> _Consigna 1_
Según el relato sobre los dieciocho gatos, ¿en qué ciudad estaba el piso de estudiantes?
> _Consigna 2_
Devuelve sin ningún cambio el fragmento del relato sobre los dieciocho gatos que empieza con "Veamos: Salamanca. Piso" y sigue hasta "tema es serio.".
> _Consigna 3_
¿Concuerda cada una de estas afirmaciones con el relato sobre los dieciocho gatos? (a) El narrador tendría un gato como mascota. (b) La dueña de los gatos y su novio vivían con los animales en una sola habitación. (c) El narrador tenía dos perros en el piso. Responde sí o no a cada una y cita literalmente las palabras del relato que lo deciden.

> _Texto proporcionado_
○ ○ ○

He sido estudiante, y como tal, vivido lejos del hogar familiar durante una buena cantidad de años. Al menos el tiempo suficiente como para haber conocido a todo tipo de personas –y a algunos personajes- . Pero una de las lecciones más importantes sobre mascotas me la enseñaron unos gatos.
Vaya por delante que, aunque me parecen la quintaesencia de la elegancia, aunque no soy de los que juzgan a toda la “gatunidad” por un animal arisco o demasiado independiente, yo no tendría un gato como mascota. Tal vez dentro de unos párrafos entiendas por qué.
Veamos: Salamanca. Piso de estudiantes. Cinco chicos, dos de ellos con su pareja, conviviendo. En él, mi Draco –perro-, mis Bryan y Lady –periquitos- y hasta dieciocho gatos de diferentes razas. Has leído bien: dieciocho gatos.
Su dueña (no recuerdo ni me importa no hacerlo, cómo se llama) era una apasionada absoluta de los gatos. Tanto, que cada vez que se topaba con un gato callejero se lo llevaba a casa… Y se olvidaba de castrar a algunos de ellos.
Cabe añadir que los animales vivían, con esta chica y con su novio, en una sola habitación, de modo que, salvo en alguna rara ocasión en la que se escapaban, los animalitos, pobres, no molestaban a nadie. Dieciocho gatos y dos humanos. Podría muy bien ser el título de una comedia, si no fuera porque el tema es serio.
No quiero pensar en el aire que la parejita debía respirar cuando recuerdo el olor que salía del cuarto cada vez que entraban o salían de él (sólo ellos se aventuraban a hacerlo). Y, más allá del terrible pestazo, pensemos que, por boyante que sea, una economía estudiantil no basta para sostener a una manada tan amplia:
Si pretendían cumplir, no ya con las vacunaciones y las medicinas necesarias, sino con la mera necesidad de alimentarse de los gatos, los que no iban a comer serían ellos. Además, ¿cómo se puede dividir el cariño y la educación que precisa una mascota entre dieciocho? ¿Los juntaban en un aula y les daban una clase de orinar en la arena?
En fin, que está muy bien apasionarse con uno u otro animal, pero el exceso siempre es malo. Cada vez que recuerdo cuánto me gustaría tener seis o siete perros, recuerdo los gatos de aquel piso y pienso si podría atenderlos a todos… y mis ilusiones se reducen entonces a tener uno grandote y tranquilo.

○ ○ ○

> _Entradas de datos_

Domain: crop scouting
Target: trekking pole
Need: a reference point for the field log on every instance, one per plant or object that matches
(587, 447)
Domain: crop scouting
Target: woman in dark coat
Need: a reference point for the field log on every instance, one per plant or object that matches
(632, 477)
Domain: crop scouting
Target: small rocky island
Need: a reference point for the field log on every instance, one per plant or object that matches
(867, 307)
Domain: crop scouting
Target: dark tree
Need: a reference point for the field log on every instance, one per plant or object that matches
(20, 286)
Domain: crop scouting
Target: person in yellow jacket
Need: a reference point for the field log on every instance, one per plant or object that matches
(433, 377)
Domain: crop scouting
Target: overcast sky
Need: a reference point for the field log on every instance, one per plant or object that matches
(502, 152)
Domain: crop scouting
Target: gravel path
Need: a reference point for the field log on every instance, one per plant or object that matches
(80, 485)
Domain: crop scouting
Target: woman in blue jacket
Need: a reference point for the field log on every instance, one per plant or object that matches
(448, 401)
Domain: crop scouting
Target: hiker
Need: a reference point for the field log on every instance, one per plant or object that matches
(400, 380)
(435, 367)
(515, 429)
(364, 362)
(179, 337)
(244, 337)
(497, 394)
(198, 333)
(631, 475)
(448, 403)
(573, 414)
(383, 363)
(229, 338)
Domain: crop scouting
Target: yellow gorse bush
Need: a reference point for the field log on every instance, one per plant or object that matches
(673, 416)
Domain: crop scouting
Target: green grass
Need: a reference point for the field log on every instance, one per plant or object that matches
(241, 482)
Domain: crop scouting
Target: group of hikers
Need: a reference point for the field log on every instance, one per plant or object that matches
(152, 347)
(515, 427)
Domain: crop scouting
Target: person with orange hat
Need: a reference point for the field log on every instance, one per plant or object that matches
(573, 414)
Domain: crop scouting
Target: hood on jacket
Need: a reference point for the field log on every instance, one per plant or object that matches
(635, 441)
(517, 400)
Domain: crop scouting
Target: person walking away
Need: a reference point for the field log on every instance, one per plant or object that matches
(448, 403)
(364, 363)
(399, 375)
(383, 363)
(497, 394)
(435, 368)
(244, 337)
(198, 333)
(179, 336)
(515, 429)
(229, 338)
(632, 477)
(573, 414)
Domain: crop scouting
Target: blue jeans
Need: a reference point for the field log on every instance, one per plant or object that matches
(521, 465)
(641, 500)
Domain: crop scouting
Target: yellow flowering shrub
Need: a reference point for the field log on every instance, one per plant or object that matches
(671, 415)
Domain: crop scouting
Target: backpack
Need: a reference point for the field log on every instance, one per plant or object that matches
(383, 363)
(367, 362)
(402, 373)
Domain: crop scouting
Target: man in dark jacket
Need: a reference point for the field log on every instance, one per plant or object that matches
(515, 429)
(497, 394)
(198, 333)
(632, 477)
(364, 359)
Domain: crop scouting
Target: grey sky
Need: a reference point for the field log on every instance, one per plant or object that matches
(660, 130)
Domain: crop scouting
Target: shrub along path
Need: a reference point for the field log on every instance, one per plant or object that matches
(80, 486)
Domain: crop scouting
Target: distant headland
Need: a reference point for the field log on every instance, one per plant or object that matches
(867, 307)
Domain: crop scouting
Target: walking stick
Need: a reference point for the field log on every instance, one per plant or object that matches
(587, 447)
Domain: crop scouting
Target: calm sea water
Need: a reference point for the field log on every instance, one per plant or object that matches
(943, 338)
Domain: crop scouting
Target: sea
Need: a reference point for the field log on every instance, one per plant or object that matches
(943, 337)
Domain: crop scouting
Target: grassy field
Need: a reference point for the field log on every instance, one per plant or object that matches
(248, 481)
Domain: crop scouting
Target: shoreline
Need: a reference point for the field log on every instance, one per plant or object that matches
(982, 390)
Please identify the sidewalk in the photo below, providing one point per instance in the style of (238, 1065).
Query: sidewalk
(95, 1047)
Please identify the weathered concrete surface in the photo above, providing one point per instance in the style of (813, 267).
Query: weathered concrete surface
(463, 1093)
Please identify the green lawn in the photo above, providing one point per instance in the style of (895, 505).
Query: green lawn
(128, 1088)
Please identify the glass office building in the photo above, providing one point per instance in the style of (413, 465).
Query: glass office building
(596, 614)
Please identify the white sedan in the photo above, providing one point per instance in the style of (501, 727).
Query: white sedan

○ ○ ○

> _Respuesta 1_
En Salamanca.

> _Respuesta 2_
Veamos: Salamanca. Piso de estudiantes. Cinco chicos, dos de ellos con su pareja, conviviendo. En él, mi Draco –perro-, mis Bryan y Lady –periquitos- y hasta dieciocho gatos de diferentes razas. Has leído bien: dieciocho gatos.
Su dueña (no recuerdo ni me importa no hacerlo, cómo se llama) era una apasionada absoluta de los gatos. Tanto, que cada vez que se topaba con un gato callejero se lo llevaba a casa… Y se olvidaba de castrar a algunos de ellos.
Cabe añadir que los animales vivían, con esta chica y con su novio, en una sola habitación, de modo que, salvo en alguna rara ocasión en la que se escapaban, los animalitos, pobres, no molestaban a nadie. Dieciocho gatos y dos humanos. Podría muy bien ser el título de una comedia, si no fuera porque el tema es serio.

> _Respuesta 3_
(a) No: "yo no tendría un gato como mascota".
(b) Sí: "vivían, con esta chica y con su novio, en una sola habitación".
(c) No: "mi Draco –perro-".